◆ Material provided ◆
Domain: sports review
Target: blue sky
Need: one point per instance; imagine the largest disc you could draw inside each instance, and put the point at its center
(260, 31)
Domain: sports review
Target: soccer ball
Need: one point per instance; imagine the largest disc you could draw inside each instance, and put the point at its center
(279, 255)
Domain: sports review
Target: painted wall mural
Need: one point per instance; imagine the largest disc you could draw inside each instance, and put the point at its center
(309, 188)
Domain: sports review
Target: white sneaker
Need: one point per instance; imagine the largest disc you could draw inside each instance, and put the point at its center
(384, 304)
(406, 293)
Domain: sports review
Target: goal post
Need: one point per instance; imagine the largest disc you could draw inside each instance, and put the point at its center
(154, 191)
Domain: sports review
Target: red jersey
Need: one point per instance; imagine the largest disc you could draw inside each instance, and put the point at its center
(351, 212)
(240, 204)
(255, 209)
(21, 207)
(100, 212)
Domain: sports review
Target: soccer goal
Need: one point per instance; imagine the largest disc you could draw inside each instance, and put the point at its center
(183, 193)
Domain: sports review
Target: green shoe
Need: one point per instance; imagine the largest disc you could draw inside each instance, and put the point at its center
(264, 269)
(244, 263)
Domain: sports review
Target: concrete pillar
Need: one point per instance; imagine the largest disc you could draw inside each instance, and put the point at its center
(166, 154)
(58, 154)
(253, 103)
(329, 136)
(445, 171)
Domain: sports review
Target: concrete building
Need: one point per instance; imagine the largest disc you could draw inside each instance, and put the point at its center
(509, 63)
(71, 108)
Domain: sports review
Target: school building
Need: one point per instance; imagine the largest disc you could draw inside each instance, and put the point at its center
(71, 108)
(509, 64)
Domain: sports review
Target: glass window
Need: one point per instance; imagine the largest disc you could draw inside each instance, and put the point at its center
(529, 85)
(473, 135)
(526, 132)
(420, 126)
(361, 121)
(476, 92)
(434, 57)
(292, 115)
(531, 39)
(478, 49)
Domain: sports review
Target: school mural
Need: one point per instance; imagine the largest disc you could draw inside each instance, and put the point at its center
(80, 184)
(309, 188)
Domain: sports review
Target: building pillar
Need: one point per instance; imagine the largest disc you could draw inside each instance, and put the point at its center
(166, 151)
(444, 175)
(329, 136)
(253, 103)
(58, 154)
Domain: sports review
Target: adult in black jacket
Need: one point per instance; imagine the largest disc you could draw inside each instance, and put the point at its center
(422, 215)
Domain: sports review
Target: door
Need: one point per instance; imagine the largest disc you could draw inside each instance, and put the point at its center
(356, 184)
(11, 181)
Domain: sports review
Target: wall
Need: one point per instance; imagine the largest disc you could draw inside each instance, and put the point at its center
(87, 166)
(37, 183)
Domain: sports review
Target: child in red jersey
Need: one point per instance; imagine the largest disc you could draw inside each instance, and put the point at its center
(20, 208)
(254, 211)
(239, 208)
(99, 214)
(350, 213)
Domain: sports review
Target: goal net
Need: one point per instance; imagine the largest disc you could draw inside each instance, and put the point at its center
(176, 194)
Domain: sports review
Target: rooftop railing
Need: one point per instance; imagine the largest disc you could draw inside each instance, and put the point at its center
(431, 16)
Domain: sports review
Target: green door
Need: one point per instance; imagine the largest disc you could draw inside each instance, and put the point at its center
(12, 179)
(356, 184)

◆ What you have to do ◆
Repeat the whole listing exactly, keeping every line intact.

◆ Solution to this task ◆
Domain: sports review
Target: blue sky
Need: one point per instance; imagine the largest disc you could draw inside each instance, and put the point at its center
(260, 31)
Domain: sports review
Target: soccer ball
Need: one point per instance; imagine the largest disc you could draw inside each instance, and put the point at its center
(279, 255)
Domain: sports review
Target: painted wall mural
Need: one point per instance; imagine the largest disc you could draw inside each instance, and put the point at its center
(309, 188)
Domain: sports review
Target: white sneaker
Need: one point per instance; imagine the largest disc you could draw inside each instance, and put the point at its center
(384, 304)
(406, 293)
Domain: sports review
Target: goal post
Need: one point per instance; imagine the largest disc you could draw inside each instance, and put the point at its center
(154, 191)
Domain: sports review
Target: red jersey
Need: one point per instance; imagine the largest disc you could draw inside each instance, and put the point at its center
(351, 212)
(240, 204)
(255, 209)
(21, 207)
(100, 212)
Domain: sports review
Target: soccer goal
Need: one point per instance; imagine the largest disc you could draw inside each instance, and put the point at its center
(183, 193)
Domain: sports review
Target: green shoe
Need: one point per instance; imagine the largest disc you could draw inside each instance, and put the point at its center
(264, 269)
(244, 263)
Domain: sports review
Target: concrete pillar
Need: one point per instance; imagine the largest disc you could draw inside each instance, and put the point at its center
(166, 154)
(58, 154)
(253, 103)
(329, 136)
(445, 171)
Domain: sports review
Target: concrete building
Need: one point per instance; imagine the largest disc you could draw inside each instance, and put the point at its center
(509, 63)
(71, 108)
Domain: sports review
Target: school building
Need: one point per instance; imagine the largest disc you could draw inside each instance, and put the point at its center
(71, 108)
(509, 64)
Domain: sports review
Target: glass window
Need: one point per instance; imagine the largest disc you could draw inside each instance, and put the point at its center
(529, 85)
(473, 135)
(526, 132)
(420, 126)
(361, 121)
(476, 92)
(434, 57)
(292, 115)
(531, 39)
(478, 49)
Domain: sports review
Target: school mural
Need: one point per instance; imagine the largest disc you could draw inside each instance, and put the point at its center
(80, 184)
(309, 188)
Domain: sports review
Target: building pillar
Need: one point per instance; imagine the largest disc you could draw inside each instance, and put the point at its center
(166, 151)
(444, 175)
(329, 136)
(253, 103)
(58, 154)
Domain: sports review
Target: adult in black jacket
Need: one point per instance; imagine the largest disc you could draw inside each instance, and put the point at its center
(422, 215)
Domain: sports review
Target: door
Need: one point per instance; imagine the largest disc you could draw inside each instance, and put the point at its center
(356, 184)
(11, 181)
Domain: sports review
Target: wall
Need: one point per instance; imagine the largest disc you could draw inside each instance, and put the point at its center
(87, 166)
(37, 183)
Domain: sports review
Target: child in red jersey
Need: one point per instance; imagine the largest disc you could draw inside each instance, and put the point at its center
(20, 208)
(254, 211)
(239, 208)
(99, 214)
(350, 213)
Domain: sports review
Target: goal net
Need: one point per instance; imagine the largest disc you could draw inside each instance, and put the point at its center
(176, 194)
Domain: sports review
Target: rooftop railing
Need: one point per instance; imagine the largest disc you could draw inside each instance, and put the point at its center
(431, 16)
Domain: sports review
Target: green door
Need: one point per instance; imagine the largest disc you could draw inside each instance, and put the point at its center
(12, 179)
(356, 184)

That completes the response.